+++ Text excerpt
We analyze claims of both ineffective assistance of trial counsel and ineffective assistance of appellate counsel according to the two-part test announced in Strickland v. Washington, 466 U.S. 668, 104 S.Ct. 2052, 80 L.Ed.2d 674 (1984). See, e.g., Lowery, 640 N.E.2d at 1048 (standard of review for a claim of ineffective assistance of appellate counsel is identical to the standard for trial counsel). First, we require the defendant or petitioner to show that, in light of all the circumstances, the identified acts or omissions of counsel were outside the wide range of professionally competent assistance. Id. This showing is made by demonstrating that counsel's performance was unreasonable under prevailing professional norms. Id. at 1041 (citing Turner v. State, 580 N.E.2d 665, 668 (Ind.1991)). Second, we require the defendant or petitioner to show adverse prejudice as a result of the deficient performance. Lowery, 640 N.E.2d at 1048. We will find prejudice when the conviction or sentence has resulted from a breakdown of the adversarial process that rendered the result unreliable. Id. (citing Best v. State, 566 N.E.2d 1027 (Ind.1991)).
++++++
[Stated task 1] List every court case the passage on the ineffective assistance standard cites by name.
[Stated task 2] Continue the passage on the ineffective assistance standard, starting after its final sentence.
The records have no connection to the legal passage.
+++ Supplied material
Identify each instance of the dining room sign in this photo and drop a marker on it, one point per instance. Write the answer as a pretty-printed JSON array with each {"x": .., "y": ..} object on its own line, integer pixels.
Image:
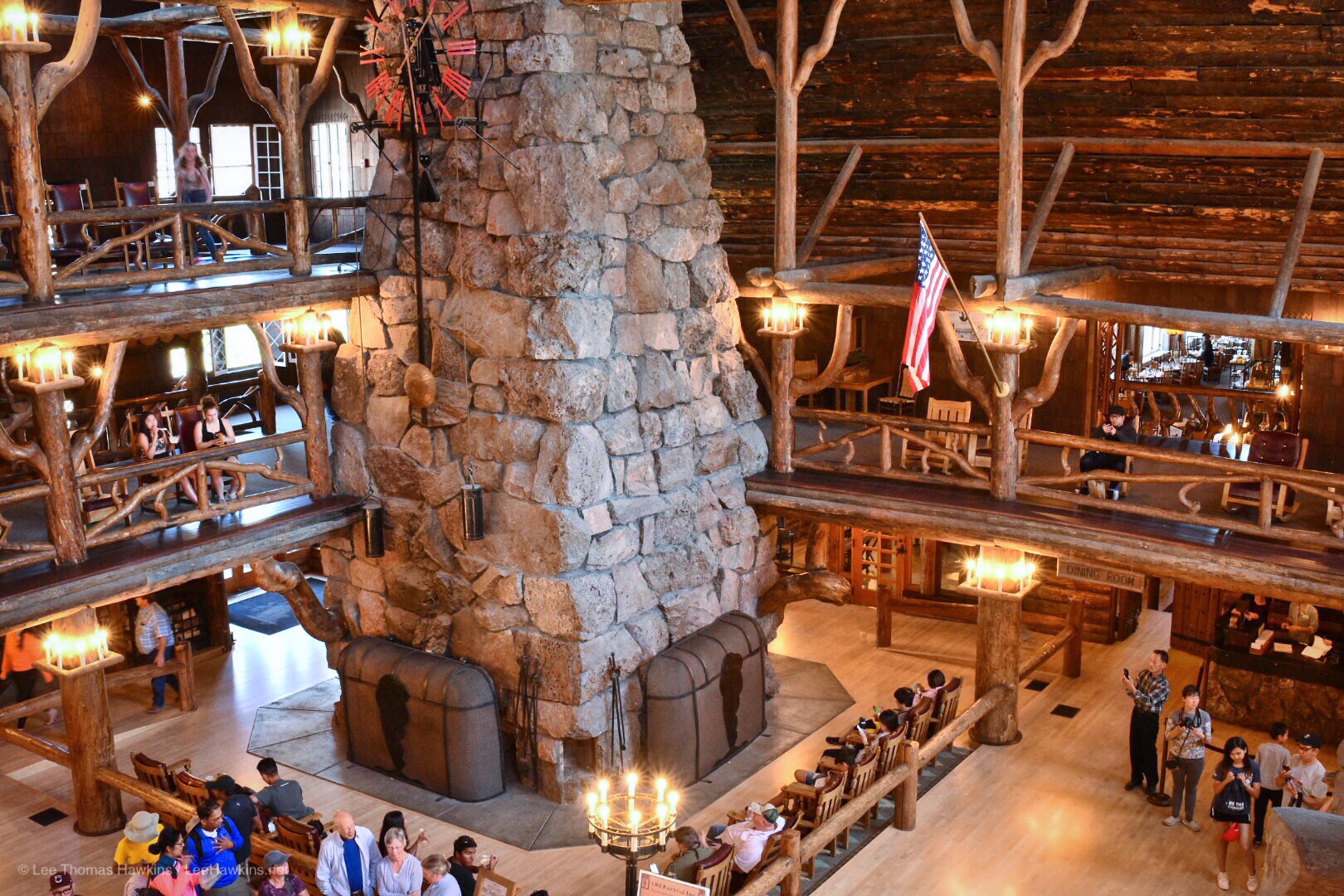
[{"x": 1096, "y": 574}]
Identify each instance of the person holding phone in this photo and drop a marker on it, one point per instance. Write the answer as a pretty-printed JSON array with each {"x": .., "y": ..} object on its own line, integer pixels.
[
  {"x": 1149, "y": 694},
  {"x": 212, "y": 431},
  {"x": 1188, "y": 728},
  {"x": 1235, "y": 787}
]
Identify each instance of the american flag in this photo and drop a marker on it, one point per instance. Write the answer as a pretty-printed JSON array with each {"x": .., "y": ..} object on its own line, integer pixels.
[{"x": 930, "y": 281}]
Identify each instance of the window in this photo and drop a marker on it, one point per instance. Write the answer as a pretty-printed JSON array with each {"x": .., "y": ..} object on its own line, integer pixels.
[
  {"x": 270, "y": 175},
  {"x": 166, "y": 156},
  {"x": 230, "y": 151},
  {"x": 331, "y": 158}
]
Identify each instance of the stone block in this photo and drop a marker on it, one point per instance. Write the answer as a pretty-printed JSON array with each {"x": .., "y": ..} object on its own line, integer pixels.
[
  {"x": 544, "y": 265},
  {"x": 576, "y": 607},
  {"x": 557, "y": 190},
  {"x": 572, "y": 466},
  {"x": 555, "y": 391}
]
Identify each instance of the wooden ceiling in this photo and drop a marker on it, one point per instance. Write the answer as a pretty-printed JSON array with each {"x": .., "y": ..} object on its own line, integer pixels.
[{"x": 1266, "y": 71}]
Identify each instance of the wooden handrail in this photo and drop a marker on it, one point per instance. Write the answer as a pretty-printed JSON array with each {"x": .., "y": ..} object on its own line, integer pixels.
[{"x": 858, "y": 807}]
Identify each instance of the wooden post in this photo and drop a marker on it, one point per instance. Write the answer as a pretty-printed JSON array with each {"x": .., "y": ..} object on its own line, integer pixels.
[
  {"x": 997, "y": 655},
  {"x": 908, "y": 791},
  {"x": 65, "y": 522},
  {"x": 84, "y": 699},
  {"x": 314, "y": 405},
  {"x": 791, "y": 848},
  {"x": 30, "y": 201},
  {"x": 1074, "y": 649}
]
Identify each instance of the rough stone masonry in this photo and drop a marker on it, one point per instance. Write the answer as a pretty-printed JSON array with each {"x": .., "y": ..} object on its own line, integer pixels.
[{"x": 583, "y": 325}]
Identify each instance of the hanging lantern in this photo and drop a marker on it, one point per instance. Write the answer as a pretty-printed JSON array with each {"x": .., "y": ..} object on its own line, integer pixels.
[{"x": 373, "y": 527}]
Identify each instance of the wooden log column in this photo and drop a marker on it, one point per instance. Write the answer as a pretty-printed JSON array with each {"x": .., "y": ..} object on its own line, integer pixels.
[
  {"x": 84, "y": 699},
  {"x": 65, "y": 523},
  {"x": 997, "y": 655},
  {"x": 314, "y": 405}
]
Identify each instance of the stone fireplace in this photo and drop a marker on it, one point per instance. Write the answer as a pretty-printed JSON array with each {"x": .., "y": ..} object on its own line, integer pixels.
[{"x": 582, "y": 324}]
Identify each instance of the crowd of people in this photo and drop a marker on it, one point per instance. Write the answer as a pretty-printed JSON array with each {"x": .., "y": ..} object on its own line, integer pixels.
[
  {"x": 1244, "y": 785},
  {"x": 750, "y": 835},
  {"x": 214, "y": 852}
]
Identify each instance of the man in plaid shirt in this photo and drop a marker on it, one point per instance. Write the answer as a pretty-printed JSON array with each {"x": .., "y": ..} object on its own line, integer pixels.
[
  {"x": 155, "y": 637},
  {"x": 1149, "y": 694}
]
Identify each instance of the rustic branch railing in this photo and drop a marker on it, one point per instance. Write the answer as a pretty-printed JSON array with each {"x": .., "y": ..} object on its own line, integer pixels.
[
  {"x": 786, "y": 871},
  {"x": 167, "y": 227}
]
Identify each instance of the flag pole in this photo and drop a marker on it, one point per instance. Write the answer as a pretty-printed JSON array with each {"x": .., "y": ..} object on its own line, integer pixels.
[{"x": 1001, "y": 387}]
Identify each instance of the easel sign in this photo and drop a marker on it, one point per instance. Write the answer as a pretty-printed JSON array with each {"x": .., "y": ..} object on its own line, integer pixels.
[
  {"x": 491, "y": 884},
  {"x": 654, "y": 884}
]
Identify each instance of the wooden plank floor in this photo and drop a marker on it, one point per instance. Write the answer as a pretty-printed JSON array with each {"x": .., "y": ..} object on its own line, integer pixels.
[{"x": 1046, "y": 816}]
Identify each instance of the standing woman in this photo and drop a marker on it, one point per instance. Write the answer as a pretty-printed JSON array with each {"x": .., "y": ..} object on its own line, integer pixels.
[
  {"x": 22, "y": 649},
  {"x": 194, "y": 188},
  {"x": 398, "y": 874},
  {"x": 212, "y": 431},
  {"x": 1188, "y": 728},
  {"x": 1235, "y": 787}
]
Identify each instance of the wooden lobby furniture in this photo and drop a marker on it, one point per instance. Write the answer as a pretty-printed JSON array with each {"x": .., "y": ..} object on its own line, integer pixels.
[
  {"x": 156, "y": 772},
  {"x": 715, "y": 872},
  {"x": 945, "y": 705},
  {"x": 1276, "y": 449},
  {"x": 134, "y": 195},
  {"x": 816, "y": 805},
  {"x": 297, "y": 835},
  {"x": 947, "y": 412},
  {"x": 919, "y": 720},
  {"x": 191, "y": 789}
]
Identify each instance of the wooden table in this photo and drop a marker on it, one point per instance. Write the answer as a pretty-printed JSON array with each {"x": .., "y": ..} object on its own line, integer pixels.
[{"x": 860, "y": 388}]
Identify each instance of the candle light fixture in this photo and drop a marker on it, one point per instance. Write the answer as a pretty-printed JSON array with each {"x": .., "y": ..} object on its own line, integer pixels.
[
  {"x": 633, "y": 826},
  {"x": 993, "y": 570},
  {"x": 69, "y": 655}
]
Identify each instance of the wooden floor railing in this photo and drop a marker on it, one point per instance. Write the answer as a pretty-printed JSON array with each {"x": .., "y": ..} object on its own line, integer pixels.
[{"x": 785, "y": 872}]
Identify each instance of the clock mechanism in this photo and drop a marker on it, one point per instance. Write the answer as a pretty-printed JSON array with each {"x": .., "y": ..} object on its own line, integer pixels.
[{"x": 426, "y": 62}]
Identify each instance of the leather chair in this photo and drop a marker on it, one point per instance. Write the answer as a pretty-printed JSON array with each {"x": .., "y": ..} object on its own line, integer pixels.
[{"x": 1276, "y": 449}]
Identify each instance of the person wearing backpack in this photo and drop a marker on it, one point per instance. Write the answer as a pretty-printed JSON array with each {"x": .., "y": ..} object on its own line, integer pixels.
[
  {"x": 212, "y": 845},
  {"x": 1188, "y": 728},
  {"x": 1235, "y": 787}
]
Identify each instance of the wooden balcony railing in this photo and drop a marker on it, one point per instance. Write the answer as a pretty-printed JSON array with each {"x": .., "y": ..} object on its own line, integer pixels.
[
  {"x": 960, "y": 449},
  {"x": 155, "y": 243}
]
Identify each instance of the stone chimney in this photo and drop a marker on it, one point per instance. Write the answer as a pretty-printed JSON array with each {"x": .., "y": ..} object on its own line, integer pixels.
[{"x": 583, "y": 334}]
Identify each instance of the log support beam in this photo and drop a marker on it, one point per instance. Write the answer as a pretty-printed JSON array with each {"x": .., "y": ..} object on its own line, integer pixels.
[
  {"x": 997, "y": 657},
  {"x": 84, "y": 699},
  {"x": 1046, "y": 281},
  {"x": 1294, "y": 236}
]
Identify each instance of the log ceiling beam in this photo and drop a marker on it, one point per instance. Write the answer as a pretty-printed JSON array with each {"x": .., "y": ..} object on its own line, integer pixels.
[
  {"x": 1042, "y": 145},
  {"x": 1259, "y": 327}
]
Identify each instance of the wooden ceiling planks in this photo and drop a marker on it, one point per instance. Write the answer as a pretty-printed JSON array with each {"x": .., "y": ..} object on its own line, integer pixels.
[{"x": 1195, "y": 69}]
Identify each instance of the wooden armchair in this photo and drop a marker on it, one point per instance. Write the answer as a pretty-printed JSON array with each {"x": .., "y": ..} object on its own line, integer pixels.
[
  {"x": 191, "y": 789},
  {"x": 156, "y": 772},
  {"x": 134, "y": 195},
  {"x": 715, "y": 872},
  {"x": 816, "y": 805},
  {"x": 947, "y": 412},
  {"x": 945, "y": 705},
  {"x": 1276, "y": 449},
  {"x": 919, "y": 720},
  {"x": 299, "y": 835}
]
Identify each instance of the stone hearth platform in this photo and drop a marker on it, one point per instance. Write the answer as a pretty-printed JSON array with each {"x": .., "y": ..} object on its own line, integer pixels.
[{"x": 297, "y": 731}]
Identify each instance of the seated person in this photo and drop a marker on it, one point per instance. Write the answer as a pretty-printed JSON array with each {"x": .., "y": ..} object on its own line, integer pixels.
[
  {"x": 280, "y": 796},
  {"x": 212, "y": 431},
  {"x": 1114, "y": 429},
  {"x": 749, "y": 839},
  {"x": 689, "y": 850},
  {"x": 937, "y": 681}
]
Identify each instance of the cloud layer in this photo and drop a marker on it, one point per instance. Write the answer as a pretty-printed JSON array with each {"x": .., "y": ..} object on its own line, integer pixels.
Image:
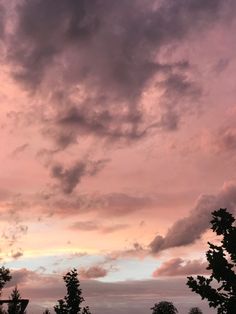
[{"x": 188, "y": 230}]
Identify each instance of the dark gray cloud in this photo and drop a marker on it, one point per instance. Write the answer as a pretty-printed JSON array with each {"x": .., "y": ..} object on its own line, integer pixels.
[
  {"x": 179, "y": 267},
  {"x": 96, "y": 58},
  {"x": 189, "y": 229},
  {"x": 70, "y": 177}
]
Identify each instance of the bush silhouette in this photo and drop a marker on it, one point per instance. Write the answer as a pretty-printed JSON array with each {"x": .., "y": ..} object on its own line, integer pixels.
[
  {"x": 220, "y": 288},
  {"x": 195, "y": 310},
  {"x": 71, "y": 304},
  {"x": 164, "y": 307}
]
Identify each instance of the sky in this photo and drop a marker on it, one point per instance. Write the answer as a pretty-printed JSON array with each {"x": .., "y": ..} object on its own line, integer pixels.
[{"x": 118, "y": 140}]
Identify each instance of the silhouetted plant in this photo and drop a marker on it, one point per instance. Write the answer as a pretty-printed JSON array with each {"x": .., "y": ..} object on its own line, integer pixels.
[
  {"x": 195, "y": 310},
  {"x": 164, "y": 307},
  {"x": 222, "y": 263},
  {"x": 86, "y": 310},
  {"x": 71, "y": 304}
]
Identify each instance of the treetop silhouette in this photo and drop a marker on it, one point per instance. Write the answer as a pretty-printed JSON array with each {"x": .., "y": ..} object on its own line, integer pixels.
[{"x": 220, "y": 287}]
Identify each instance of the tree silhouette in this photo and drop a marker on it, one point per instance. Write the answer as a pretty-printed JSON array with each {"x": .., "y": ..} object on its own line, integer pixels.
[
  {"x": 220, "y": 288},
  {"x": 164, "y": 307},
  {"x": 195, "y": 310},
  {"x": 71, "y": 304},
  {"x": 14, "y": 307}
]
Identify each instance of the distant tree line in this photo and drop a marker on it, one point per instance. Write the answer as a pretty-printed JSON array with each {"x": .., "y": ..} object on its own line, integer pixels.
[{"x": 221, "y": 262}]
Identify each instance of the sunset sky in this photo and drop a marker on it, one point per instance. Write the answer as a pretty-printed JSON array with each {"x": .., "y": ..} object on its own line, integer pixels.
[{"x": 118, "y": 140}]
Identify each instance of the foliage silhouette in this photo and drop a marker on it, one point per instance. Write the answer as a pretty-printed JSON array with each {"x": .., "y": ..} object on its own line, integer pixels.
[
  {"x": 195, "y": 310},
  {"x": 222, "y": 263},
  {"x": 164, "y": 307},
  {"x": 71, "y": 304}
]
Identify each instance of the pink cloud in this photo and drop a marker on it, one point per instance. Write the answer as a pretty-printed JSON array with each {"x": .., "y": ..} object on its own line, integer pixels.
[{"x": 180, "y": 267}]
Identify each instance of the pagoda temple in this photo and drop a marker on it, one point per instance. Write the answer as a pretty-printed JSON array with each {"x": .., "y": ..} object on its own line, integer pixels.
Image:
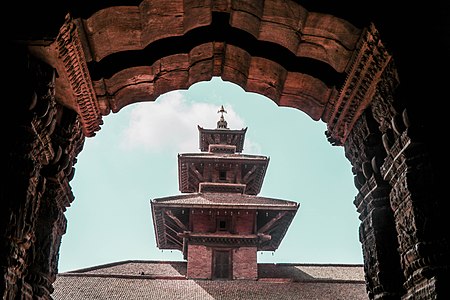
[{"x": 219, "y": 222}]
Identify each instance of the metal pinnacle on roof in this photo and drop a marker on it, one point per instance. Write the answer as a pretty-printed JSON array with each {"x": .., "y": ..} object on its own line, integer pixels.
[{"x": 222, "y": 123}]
++++++
[Output 1]
Strickland v. Washington
Lowery
Turner v. State
Best v. State

[Output 2]
A petitioner claiming ineffective assistance of appellate counsel or ineffective assistance of trial counsel must show both deficient performance and resulting prejudice. The failure to establish either prong will cause the claim to fail. And where the claim is that appellate counsel was ineffective for failing to claim on direct appeal the ineffective assistance of trial counsel, the petitioner must establish both deficient performance and resulting prejudice on the part of both trial counsel and appellate counsel. Conversely, the failure to establish either prong with respect to either trial or appellate counsel will cause the entire claim to fail.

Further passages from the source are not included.